• Text section:
— START —

This unprecedented protocol in the dynamics made Maria Fernanda find new ways of interacting with the village artisans. The weaving techniques classes that she would have in loco were transformed into recorded videos and sent over the internet; with the help of Kulikyrda Mehinako, an artist and one of the community representatives, Maria Fernanda developed a new color chart, extracted from leaves and barks of native trees found in the reserve, with the aim of rescuing the full potential of Xingu, counting on Maibe Maroccolo, in Brasília, to extract these shades and make dye pigments to color the cotton threads used on the mats produced by the Kaupüna village’s women.
“This project has a special taste, as persistence and creativity united Yankatu and the Kaupüna village in its development, despite the obstacles imposed by reality. The yarns dyed by Mattricaria with the raw material harvested by Kulikyrda arrived here and there and, even at a distance, Mehinako women and I were together weaving a new story: they produce a mat with buriti in the village, and I, in São Paulo, learn from them and also weave a mat with small Cabreuva wood cylinders”, comments Maria Fernanda.

— END —

• Dataset content:
— START —

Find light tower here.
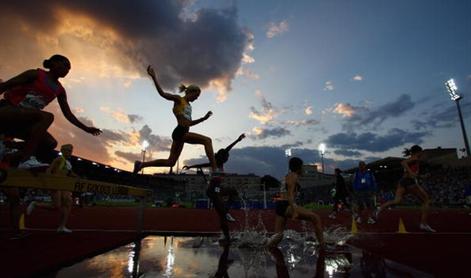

— END —

• Required actions:
A. Transcribe the part of the weaving project text starting with "This unprecedented protocol" and going on through "Kaupüna village’s women.".
B. Answer these questions from the weaving project text:
(i) Who helped Maria Fernanda develop the new color chart?
(ii) In which city was Maibe Maroccolo?
(iii) What does Maria Fernanda use to weave her mat in São Paulo?
C. Rewrite the paragraph of the weaving project text that begins "This unprecedented protocol" as a short list, keeping its main facts.

• Answers to the exercises:
A.
This unprecedented protocol in the dynamics made Maria Fernanda find new ways of interacting with the village artisans. The weaving techniques classes that she would have in loco were transformed into recorded videos and sent over the internet; with the help of Kulikyrda Mehinako, an artist and one of the community representatives, Maria Fernanda developed a new color chart, extracted from leaves and barks of native trees found in the reserve, with the aim of rescuing the full potential of Xingu, counting on Maibe Maroccolo, in Brasília, to extract these shades and make dye pigments to color the cotton threads used on the mats produced by the Kaupüna village’s women.

B.
(i) Kulikyrda Mehinako, an artist and one of the community representatives.
(ii) Brasília.
(iii) Small Cabreuva wood cylinders.

C.
- Maria Fernanda found new ways of interacting with the village artisans.
- Weaving technique classes meant to be held in person became recorded videos sent over the internet.
- With Kulikyrda Mehinako, an artist and community representative, she developed a new color chart from leaves and barks of native trees in the reserve, aiming to rescue the full potential of Xingu.
- Maibe Maroccolo, in Brasília, extracted these shades and made dye pigments for the cotton threads used in mats produced by the Kaupüna village's women.